## Consignes et exigences:
Recopiez mot pour mot le passage de l'article sur la crise politique aux Pays-Bas, depuis « Une drôle de » jusqu'à « l’Union chrétienne trois. » inclus.

En mars dernier, on se réjouissait de la défaite du Parti pour la Liberté de Geert Wilders, aux élections législatives des Pays-Bas. On était soulagé, car le parti europhobe et anti-islam qui apparaissait favori dans les sondages n’a pas réalisé la percée attendue. Mais le parti de la Liberté est tout de même arrivé deuxième de ces élections, et y a remporté 20 sièges. Sur le coup, peu importe : ce premier test d’une longue série d’élections en Europe en 2017 (France, Allemagne, Autriche, République Tchèque…), rassurait les dirigeants européens.
Mais depuis ce 15 mars 2017, les Pays-Bas ont connu une longue crise politique : 208 jours se sont écoulés sans qu’un gouvernement ne puisse être constitué. Les négociations menées par Mark Rutte, chef du parti libéral VVD, ont été très longues, et ont finalement abouti mi-octobre à un gouvernement de coalition. Mark Rutte reste donc Premier Ministre des Pays-Bas, et entame son troisième mandat.
Une drôle de coalition
Au bout de ces 208 jours, Mark Rutte a présenté l’exécutif Rutte III, issu d’une large coalition entre quatre partis : les libéraux du VVD (crédités de 21% des suffrages aux élections), les démocrates-chrétiens du CDA (12,4%), les Démocrates 66 (12,2%) et…l’Union chrétienne (CU - 3,4%). Dans ce nouveau gouvernement composé de 16 ministres et huit secrétaires d’Etat, les libéraux du VVD auront neuf postes, D66 et CDA auront chacun six postes et l’Union chrétienne trois.

## Données fournies:
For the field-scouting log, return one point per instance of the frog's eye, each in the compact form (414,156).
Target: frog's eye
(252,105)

## Résultat attendu:
Une drôle de coalition
Au bout de ces 208 jours, Mark Rutte a présenté l’exécutif Rutte III, issu d’une large coalition entre quatre partis : les libéraux du VVD (crédités de 21% des suffrages aux élections), les démocrates-chrétiens du CDA (12,4%), les Démocrates 66 (12,2%) et…l’Union chrétienne (CU - 3,4%). Dans ce nouveau gouvernement composé de 16 ministres et huit secrétaires d’Etat, les libéraux du VVD auront neuf postes, D66 et CDA auront chacun six postes et l’Union chrétienne trois.